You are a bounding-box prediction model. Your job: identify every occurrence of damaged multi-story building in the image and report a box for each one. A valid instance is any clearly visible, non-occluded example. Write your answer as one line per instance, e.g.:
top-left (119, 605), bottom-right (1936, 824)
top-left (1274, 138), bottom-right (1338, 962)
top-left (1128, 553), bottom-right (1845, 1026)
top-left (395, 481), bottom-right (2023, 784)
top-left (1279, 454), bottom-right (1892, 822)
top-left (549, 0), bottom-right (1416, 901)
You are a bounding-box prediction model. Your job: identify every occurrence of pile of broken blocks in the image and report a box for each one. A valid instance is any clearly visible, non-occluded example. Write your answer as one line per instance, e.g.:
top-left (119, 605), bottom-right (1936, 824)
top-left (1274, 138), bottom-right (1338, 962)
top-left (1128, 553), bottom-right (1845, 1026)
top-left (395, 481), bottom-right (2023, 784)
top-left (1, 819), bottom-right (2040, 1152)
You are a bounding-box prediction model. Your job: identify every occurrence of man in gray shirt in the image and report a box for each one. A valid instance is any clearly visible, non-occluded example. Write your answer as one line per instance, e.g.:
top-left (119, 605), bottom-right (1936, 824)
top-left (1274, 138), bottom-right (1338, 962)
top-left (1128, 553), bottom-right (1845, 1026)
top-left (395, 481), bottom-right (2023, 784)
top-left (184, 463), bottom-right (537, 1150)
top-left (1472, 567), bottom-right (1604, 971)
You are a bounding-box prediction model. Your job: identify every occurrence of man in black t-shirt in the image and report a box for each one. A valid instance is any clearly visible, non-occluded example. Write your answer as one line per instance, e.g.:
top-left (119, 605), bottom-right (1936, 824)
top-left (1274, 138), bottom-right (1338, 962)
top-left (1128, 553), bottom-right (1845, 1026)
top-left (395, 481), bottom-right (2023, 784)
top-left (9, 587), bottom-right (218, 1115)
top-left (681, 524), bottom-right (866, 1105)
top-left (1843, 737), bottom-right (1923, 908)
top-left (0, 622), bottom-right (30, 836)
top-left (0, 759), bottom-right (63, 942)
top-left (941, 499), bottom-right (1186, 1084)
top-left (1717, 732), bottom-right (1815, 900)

* * *

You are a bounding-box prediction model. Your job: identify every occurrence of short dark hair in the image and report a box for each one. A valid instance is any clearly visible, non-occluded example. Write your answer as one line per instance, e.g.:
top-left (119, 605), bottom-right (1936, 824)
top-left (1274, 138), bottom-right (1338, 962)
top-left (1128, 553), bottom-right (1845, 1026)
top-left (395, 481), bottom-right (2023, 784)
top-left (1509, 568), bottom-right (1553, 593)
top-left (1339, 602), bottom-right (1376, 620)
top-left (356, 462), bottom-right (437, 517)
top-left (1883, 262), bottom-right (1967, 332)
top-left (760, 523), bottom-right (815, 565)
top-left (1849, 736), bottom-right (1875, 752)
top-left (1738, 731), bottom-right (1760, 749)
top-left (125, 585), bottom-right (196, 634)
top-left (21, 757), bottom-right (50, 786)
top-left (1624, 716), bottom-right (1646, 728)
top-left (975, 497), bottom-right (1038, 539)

**What the task asks**: Check each line of the listing for "shirt". Show those that have it.

**Solution to this exercise**:
You are a bounding-box prediction model. Your job: identify every occurrence of man in gray shirt in the image and report a box for each one. A valid instance is any clearly visible, non-occluded example. Write your answer as one line per instance, e.g.:
You are a bounding-box prediction model. Your job: identify every occurrence of man in black t-shirt in the image and report a box for each one. A valid instance is any clearly visible, non-occluded example. Write your answer as one line per instance, e.g.:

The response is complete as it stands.